═══ Data supplied

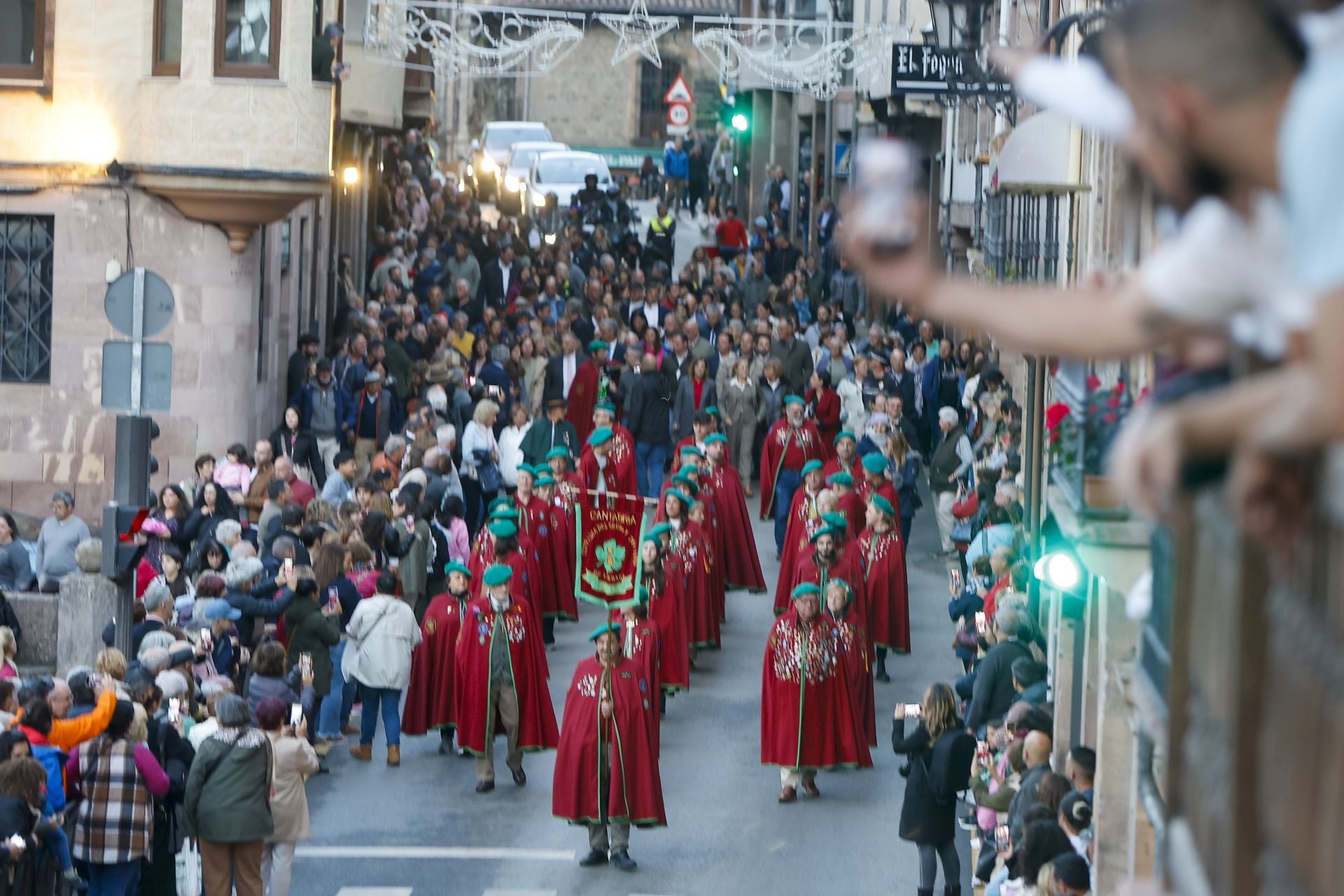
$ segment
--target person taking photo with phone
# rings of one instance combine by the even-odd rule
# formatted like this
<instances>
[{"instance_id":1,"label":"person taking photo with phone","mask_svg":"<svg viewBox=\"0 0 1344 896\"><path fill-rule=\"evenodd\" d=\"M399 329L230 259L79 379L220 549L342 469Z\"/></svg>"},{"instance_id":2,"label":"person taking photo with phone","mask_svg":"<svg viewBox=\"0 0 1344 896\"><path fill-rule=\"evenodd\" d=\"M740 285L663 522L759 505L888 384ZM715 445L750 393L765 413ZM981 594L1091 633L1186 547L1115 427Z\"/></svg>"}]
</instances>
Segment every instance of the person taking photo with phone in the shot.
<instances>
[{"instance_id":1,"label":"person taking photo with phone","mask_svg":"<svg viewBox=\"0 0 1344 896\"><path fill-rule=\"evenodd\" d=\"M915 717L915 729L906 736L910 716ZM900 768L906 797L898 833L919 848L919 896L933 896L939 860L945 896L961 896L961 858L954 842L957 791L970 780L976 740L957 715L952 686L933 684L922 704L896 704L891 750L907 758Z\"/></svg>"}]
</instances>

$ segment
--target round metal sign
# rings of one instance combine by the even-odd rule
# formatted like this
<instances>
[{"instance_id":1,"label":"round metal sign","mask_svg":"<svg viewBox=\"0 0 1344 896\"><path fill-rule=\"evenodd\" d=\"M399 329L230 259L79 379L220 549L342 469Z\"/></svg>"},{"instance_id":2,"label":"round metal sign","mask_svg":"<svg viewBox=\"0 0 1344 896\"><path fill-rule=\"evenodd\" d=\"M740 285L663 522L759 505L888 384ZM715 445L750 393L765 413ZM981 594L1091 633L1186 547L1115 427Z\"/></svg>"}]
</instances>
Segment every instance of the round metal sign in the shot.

══════

▶ [Aim of the exercise]:
Repeat all the rows above exactly, leaving the pictures out of your answer.

▶ [Task output]:
$ segment
--target person taking photo with phone
# rings of one instance combine by the even-odd rule
# formatted like this
<instances>
[{"instance_id":1,"label":"person taking photo with phone","mask_svg":"<svg viewBox=\"0 0 1344 896\"><path fill-rule=\"evenodd\" d=\"M399 329L230 259L79 379L220 549L342 469Z\"/></svg>"},{"instance_id":2,"label":"person taking photo with phone","mask_svg":"<svg viewBox=\"0 0 1344 896\"><path fill-rule=\"evenodd\" d=\"M740 285L663 522L759 505L888 384ZM715 445L750 393L765 413ZM981 594L1091 633L1186 547L1115 427Z\"/></svg>"}]
</instances>
Segment every instance of the person taking photo with phone in the shot.
<instances>
[{"instance_id":1,"label":"person taking photo with phone","mask_svg":"<svg viewBox=\"0 0 1344 896\"><path fill-rule=\"evenodd\" d=\"M915 717L915 729L906 736L910 716ZM900 768L906 797L898 833L919 848L919 896L933 896L939 860L945 896L961 896L961 858L954 842L957 791L970 780L976 740L957 715L952 686L933 684L922 704L896 704L891 750L907 758Z\"/></svg>"}]
</instances>

$ segment
--target round metal sign
# rings of one instance combine by the even-odd rule
# formatted like this
<instances>
[{"instance_id":1,"label":"round metal sign","mask_svg":"<svg viewBox=\"0 0 1344 896\"><path fill-rule=\"evenodd\" d=\"M399 329L230 259L79 379L220 549L342 469Z\"/></svg>"},{"instance_id":2,"label":"round metal sign","mask_svg":"<svg viewBox=\"0 0 1344 896\"><path fill-rule=\"evenodd\" d=\"M740 285L663 522L759 505L888 384ZM715 445L750 393L765 413ZM981 594L1091 633L1186 547L1115 427Z\"/></svg>"}]
</instances>
Segment every instance of the round metal sign in the shot.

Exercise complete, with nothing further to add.